Your task: Please print out every entry below, verbatim.

Given data:
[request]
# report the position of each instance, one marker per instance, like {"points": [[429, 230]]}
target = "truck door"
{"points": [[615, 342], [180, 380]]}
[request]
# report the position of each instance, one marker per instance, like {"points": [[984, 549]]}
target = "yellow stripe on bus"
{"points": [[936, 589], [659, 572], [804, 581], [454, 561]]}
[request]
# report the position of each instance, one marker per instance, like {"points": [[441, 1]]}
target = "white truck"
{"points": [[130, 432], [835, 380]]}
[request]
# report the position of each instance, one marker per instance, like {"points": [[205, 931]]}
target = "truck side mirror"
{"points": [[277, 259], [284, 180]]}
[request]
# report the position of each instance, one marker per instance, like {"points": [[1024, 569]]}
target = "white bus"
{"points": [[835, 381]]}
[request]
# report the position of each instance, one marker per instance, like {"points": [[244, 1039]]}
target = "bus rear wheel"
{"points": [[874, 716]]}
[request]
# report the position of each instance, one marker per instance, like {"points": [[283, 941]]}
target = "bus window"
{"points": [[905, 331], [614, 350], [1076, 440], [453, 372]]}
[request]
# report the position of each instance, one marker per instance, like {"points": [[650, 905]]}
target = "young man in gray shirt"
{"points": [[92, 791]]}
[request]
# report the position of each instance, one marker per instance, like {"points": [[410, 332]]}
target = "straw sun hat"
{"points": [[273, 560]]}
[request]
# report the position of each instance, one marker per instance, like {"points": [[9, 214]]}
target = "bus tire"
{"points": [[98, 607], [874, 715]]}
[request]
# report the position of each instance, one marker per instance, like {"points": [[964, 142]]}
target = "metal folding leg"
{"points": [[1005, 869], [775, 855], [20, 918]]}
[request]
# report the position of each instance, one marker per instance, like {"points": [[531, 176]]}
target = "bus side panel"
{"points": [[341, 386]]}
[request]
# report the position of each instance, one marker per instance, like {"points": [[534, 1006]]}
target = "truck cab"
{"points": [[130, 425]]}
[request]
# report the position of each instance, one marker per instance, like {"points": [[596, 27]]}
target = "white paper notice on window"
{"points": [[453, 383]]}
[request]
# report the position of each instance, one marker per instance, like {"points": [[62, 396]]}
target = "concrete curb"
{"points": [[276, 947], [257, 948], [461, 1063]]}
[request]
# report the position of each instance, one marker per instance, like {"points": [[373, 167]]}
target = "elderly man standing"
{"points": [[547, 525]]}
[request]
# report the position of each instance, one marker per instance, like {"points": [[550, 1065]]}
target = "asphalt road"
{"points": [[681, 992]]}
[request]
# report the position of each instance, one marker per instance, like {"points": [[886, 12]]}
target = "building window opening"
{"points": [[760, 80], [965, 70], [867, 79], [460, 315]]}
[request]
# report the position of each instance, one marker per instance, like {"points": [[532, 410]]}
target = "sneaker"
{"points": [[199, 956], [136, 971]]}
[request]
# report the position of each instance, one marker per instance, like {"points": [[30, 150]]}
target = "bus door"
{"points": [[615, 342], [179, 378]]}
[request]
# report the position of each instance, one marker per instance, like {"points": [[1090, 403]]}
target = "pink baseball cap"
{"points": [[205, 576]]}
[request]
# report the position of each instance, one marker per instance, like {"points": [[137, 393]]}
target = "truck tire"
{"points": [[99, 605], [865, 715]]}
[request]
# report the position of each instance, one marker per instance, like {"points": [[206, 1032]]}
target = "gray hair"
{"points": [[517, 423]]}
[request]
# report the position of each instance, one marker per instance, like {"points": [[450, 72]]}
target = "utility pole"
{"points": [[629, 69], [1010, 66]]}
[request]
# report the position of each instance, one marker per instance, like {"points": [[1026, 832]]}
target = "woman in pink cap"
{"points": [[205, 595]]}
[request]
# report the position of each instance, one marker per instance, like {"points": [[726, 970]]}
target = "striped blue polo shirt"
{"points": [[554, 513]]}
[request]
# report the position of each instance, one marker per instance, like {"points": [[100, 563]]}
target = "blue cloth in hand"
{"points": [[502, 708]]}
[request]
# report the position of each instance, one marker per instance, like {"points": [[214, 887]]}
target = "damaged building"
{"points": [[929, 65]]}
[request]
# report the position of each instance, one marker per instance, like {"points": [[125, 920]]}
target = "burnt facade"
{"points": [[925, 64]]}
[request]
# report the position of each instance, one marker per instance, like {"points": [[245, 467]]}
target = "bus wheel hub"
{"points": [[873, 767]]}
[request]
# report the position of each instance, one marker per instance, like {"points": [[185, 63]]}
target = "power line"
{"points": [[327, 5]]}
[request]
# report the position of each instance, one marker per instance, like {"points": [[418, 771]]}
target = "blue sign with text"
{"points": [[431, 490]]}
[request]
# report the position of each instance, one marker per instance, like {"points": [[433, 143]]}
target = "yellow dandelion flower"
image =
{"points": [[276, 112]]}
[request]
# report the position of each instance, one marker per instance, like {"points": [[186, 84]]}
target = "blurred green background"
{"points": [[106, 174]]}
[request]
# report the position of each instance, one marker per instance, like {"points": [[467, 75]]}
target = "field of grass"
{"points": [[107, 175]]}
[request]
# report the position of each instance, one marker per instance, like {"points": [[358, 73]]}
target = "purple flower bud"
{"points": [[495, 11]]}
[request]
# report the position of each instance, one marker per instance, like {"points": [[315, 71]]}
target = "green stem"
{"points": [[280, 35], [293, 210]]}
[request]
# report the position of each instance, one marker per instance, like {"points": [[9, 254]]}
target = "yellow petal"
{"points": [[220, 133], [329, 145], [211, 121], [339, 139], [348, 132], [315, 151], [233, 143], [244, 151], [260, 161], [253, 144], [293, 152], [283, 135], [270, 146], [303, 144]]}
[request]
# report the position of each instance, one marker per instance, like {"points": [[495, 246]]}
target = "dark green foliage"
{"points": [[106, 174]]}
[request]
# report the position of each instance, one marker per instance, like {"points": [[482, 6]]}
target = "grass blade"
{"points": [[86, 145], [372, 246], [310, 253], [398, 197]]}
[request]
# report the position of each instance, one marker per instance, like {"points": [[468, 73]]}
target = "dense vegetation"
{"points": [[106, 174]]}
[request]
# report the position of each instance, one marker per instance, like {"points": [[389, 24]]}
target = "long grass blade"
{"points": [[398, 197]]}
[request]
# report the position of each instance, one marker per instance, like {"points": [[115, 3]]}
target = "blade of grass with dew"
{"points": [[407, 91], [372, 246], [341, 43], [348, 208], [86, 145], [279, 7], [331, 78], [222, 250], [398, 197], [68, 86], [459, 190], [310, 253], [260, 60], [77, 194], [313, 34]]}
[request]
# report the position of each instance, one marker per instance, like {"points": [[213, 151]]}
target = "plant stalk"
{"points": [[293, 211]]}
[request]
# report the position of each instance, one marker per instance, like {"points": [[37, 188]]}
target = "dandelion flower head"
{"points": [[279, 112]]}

Problem solution:
[request]
# report the position of each instance, one marker per instance, like {"points": [[429, 230]]}
target = "truck door"
{"points": [[615, 342], [180, 380]]}
[request]
# report the position of each instance, one marker per instance, like {"points": [[984, 549]]}
target = "yellow stripe on bus"
{"points": [[936, 589], [659, 572], [804, 581], [454, 561]]}
[request]
# report the position of each instance, one marker per instance, like {"points": [[441, 1]]}
target = "white truck"
{"points": [[130, 432], [835, 380]]}
[request]
# report the position of each instance, one marker per instance, like {"points": [[205, 931]]}
target = "truck side mirror"
{"points": [[277, 259], [284, 180]]}
[request]
# report the position of each instance, one marker per instance, like {"points": [[1024, 569]]}
target = "white bus"
{"points": [[835, 381]]}
[request]
# report the position of each instance, one marker per instance, like {"points": [[244, 1039]]}
target = "bus rear wheel"
{"points": [[874, 716]]}
[request]
# report the position of each instance, one marker per instance, like {"points": [[283, 941]]}
target = "bus window"
{"points": [[905, 331], [614, 350], [1076, 440], [453, 372]]}
[request]
# report the position of each instance, one marker per instance, like {"points": [[650, 905]]}
target = "young man in gray shirt"
{"points": [[92, 791]]}
[request]
# report the position of each instance, one marker per instance, like {"points": [[410, 332]]}
target = "straw sun hat"
{"points": [[273, 560]]}
[request]
# report the position of each instance, one marker per instance, like {"points": [[9, 214]]}
target = "bus tire"
{"points": [[98, 607], [874, 715]]}
[request]
# report the position of each instance, one marker per instance, like {"points": [[964, 142]]}
target = "metal folding leg"
{"points": [[1005, 869], [775, 855], [20, 918]]}
[request]
# report the position of each instance, one marker per instance, like {"points": [[531, 176]]}
target = "bus side panel"
{"points": [[341, 386]]}
[request]
# report the position of each instance, one marker per instance, like {"points": [[534, 1006]]}
target = "truck cab"
{"points": [[130, 425]]}
[request]
# report the position of each instance, one marker per instance, like {"points": [[596, 27]]}
target = "white paper notice on window"
{"points": [[453, 383]]}
[request]
# report the position of each instance, one marker per instance, like {"points": [[62, 396]]}
target = "concrete curb"
{"points": [[276, 947], [257, 948], [461, 1063]]}
[request]
# report the position of each instance, one marker per instance, like {"points": [[373, 167]]}
target = "elderly man standing"
{"points": [[547, 525]]}
[request]
# report the position of each instance, one marker per instance, like {"points": [[550, 1065]]}
target = "asphalt road"
{"points": [[681, 992]]}
[request]
# report the position of each instance, one marker per instance, like {"points": [[886, 12]]}
target = "building window opening"
{"points": [[760, 80], [965, 70], [867, 79], [460, 315]]}
[request]
# report the position of each instance, one marker per instance, like {"points": [[532, 410]]}
target = "sneaker"
{"points": [[199, 956], [136, 971]]}
[request]
# report the position of each instance, one marker per instance, like {"points": [[30, 150]]}
target = "bus door"
{"points": [[615, 342], [179, 378]]}
[request]
# report the position of each instance, one marker per instance, like {"points": [[1090, 403]]}
target = "pink baseball cap"
{"points": [[205, 576]]}
[request]
# report the position of each instance, one marker per instance, like {"points": [[137, 393]]}
target = "truck tire"
{"points": [[99, 605], [865, 715]]}
[request]
# report the position of each instance, one marker per instance, like {"points": [[206, 1032]]}
target = "gray hair"
{"points": [[517, 423]]}
[request]
# report the position of each instance, one marker per instance, like {"points": [[450, 72]]}
target = "utility pole"
{"points": [[629, 69], [1010, 66]]}
[request]
# report the position of each instance, one marker per instance, like {"points": [[1026, 832]]}
target = "woman in pink cap"
{"points": [[205, 595]]}
[request]
# report the position of each instance, one marker per instance, like {"points": [[726, 970]]}
target = "striped blue polo shirt"
{"points": [[554, 513]]}
[request]
# report the position of each instance, one marker per instance, like {"points": [[100, 563]]}
target = "blue cloth in hand"
{"points": [[502, 708]]}
[request]
# report the position of each instance, one marker per instance, like {"points": [[214, 887]]}
target = "damaged building"
{"points": [[929, 65]]}
[request]
# report the position of each instance, one marker per instance, like {"points": [[125, 920]]}
target = "burnt facade"
{"points": [[925, 64]]}
[request]
# report the position of each instance, one marker per instance, like {"points": [[245, 467]]}
target = "bus wheel hub"
{"points": [[873, 767]]}
[request]
# report the position of each instance, one marker per instance, like {"points": [[185, 63]]}
target = "power line"
{"points": [[327, 5]]}
[request]
# report the position of each instance, one marker per instance, like {"points": [[418, 771]]}
target = "blue sign with text"
{"points": [[431, 490]]}
[request]
# report the position of each instance, one marker per instance, like {"points": [[433, 143]]}
target = "yellow dandelion flower"
image =
{"points": [[276, 112]]}
[request]
# report the position of each instance, one marker per instance, like {"points": [[186, 84]]}
target = "blurred green background"
{"points": [[106, 174]]}
[request]
# report the position of each instance, one marker per instance, like {"points": [[467, 75]]}
target = "field of grass"
{"points": [[107, 175]]}
[request]
# report the position of each instance, one marker per instance, like {"points": [[358, 73]]}
target = "purple flower bud"
{"points": [[495, 11]]}
[request]
# report the position of each instance, one marker per instance, like {"points": [[315, 71]]}
target = "green stem"
{"points": [[280, 35], [293, 210]]}
[request]
# report the position of each instance, one marker per instance, like {"points": [[9, 254]]}
target = "yellow petal"
{"points": [[220, 133], [329, 145], [211, 121], [339, 139], [348, 132], [315, 151], [233, 143], [244, 151], [260, 161], [253, 144], [293, 152], [283, 135], [270, 146], [303, 144]]}
[request]
# report the position of each instance, one marker per instance, like {"points": [[495, 246]]}
target = "dark green foliage"
{"points": [[106, 174]]}
[request]
# report the position of each instance, one marker per instance, like {"points": [[482, 6]]}
target = "grass blade"
{"points": [[86, 145], [372, 246], [310, 253], [398, 197]]}
[request]
# report the position of each instance, one marker per instance, like {"points": [[468, 73]]}
target = "dense vegetation"
{"points": [[106, 174]]}
[request]
# report the position of each instance, one marker per instance, like {"points": [[389, 24]]}
target = "long grass blade"
{"points": [[398, 197]]}
[request]
# report the position of each instance, one marker per instance, like {"points": [[115, 3]]}
target = "blade of grass with dew"
{"points": [[407, 91], [372, 246], [341, 43], [348, 208], [86, 145], [279, 7], [331, 78], [222, 250], [398, 197], [68, 86], [459, 190], [310, 253], [260, 60], [77, 194], [313, 34]]}
[request]
# report the position of each instance, one marker per instance, like {"points": [[213, 151]]}
target = "plant stalk"
{"points": [[293, 211]]}
[request]
# report the position of each instance, one marker per instance, like {"points": [[37, 188]]}
target = "dandelion flower head"
{"points": [[279, 112]]}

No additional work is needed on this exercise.